QUESTIONS:
1. Answer these questions using the opinion piece on the economy versus environment trade-off:
(a) By what percentage did greenhouse gas emissions fall in 2018, and by what percentage did GDP grow?
(b) How many countries have managed to decouple their economic growth from emissions growth?
(c) What did the councillors do with the water bottling proposal?
2. Summarize the opinion piece on the economy versus environment trade-off in two sentences.
3. Carry on the opinion piece about the economy versus environment trade-off, starting after its final sentence.

SOURCE EXTRACT:
Most of us like to ‘have our cake and eat it too’.
This is especially true of politicians, who abhor having to make tough trade-offs, which of course is what we elect them to do.
The economy versus environment ‘trade-off’ illustrates this starkly, and this ‘trade-off’ will be increasingly front and centre as NZ moves beyond our health protection focus on Covid-19 to our economic recovery from the virus.
Last week, the Government announced that greenhouse gas emissions fell by 3% in 2018 while the economy (as measured by GDP) grew 3%. Leading Climate Change Minister James Shaw to observe: “That proves it is possible to decouple emissions growth from economic growth.”
In other words, we can eat our cake with satisfaction — consuming more and more, while apparently causing less damage to the environment.
As I reported last week in Earth Day at 50, some 35 countries have managed to decouple their economic growth from emissions growth.
That’s good for the environment in a relative sense (so pop the champagne); but it simply means we’re slowing our destruction of the global environment, not stopping it from reaching a point that triggers cataclysmic ecosystem failure.
How does the economy versus environment ‘trade-off’ play out locally … meaning in NZ and Hawke’s Bay?
Frantically, our politicians will be eager to grab at any proposal which claims to produce jobs and expand economic activity.
Take the Regional Council.
This week the HBRC sweated over a proposal from a local business that wants to expand its product line to include water bottling, but wants to do so without going through the public notification process the previous council mandated for any and all future water bottling consents.
Obviously the company (whose proposal might be business-smart and defensible) and all of the councillors fear the public antipathy — well-founded or not — to water bottling. And so, why not bend the notification rules, or make a special exception, or hell, why not just change the policy?!
Councillors were aching to say ‘Yes’, but nervous enough to let the matter ‘lie on the table’ until more technical and public feedback (from Maori in particular) could be acquired.
In the grand scheme of things, is this a matter of existential consequence? No.

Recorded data
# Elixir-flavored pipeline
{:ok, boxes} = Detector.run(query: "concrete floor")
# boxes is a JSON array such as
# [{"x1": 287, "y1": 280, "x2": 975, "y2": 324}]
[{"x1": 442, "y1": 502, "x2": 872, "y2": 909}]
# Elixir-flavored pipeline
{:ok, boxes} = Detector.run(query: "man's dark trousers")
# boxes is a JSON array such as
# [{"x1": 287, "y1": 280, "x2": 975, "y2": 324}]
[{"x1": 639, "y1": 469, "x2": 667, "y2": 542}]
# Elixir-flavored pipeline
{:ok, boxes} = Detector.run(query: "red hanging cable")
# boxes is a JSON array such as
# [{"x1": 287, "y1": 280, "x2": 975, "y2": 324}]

OUTPUTS FOR THE TASKS:
1.
(a) Emissions fell by 3%, and GDP grew by 3%.
(b) Some 35 countries.
(c) They let it lie on the table until more technical and public feedback, from Maori in particular, could be acquired.

2. New Zealand's greenhouse gas emissions fell 3% in 2018 while GDP grew 3%, which Climate Change Minister James Shaw said proves emissions growth can be decoupled from economic growth, though the writer argues that such decoupling only slows destruction of the global environment rather than stopping it. Locally, the Hawke's Bay Regional Council weighed a business's proposal to bottle water without the public notification the previous council had required, and councillors let the matter lie on the table until more technical and public feedback could be gathered.

3.
But it is for sure an example of how the measures and policies designed to protect New Zealanders’ environmental values and the environment itself are so vulnerable to being swept aside, especially when the public is otherwise distracted and not vigilant, and when the driving mantras are ‘every job is a good job, a gain’ and ‘find me a shovel-ready project, now!’
Speaking of ‘shovel ready’ projects, the fabled Ruataniwha dam is raising its head zombie-like from the grave. Nothing like building a dam to stimulate the economy.
Its new incarnation takes the shape of a ‘baby dam’ — small enough to not flood the conservation land successfully defended in the Supreme Court a few years ago.
The fatal problem with the ‘baby dam’ is that it would — according to the original HBRC analysis that scuttled the notion during the Andrew Newman regime — cost 85% as much as the full dam, but yield 80% less water, making it patently uneconomic. Moreover, it would yield so little stored water that any claims of environmental benefit from ‘flushing flows’ would be ludicrous.
And yet dam advocates are busily huffing and puffing, trying to bring fire from the embers in the name of economic recovery.
These kind of ‘trade-off’ issues will arise over and over — and too often get quietly decided outside public view — as the nation and region plot their course to the ‘New Normal’.
So it’s great to imagine the ‘New Normal’ as a grand transition to some sort of Green Economy (for which there is in fact a compelling vision that supports sustainable livelihoods). But that will become empty rhetoric if we meanwhile allow or sleep through the chipping away of basic environmental protections in our zeal for growth at any cost.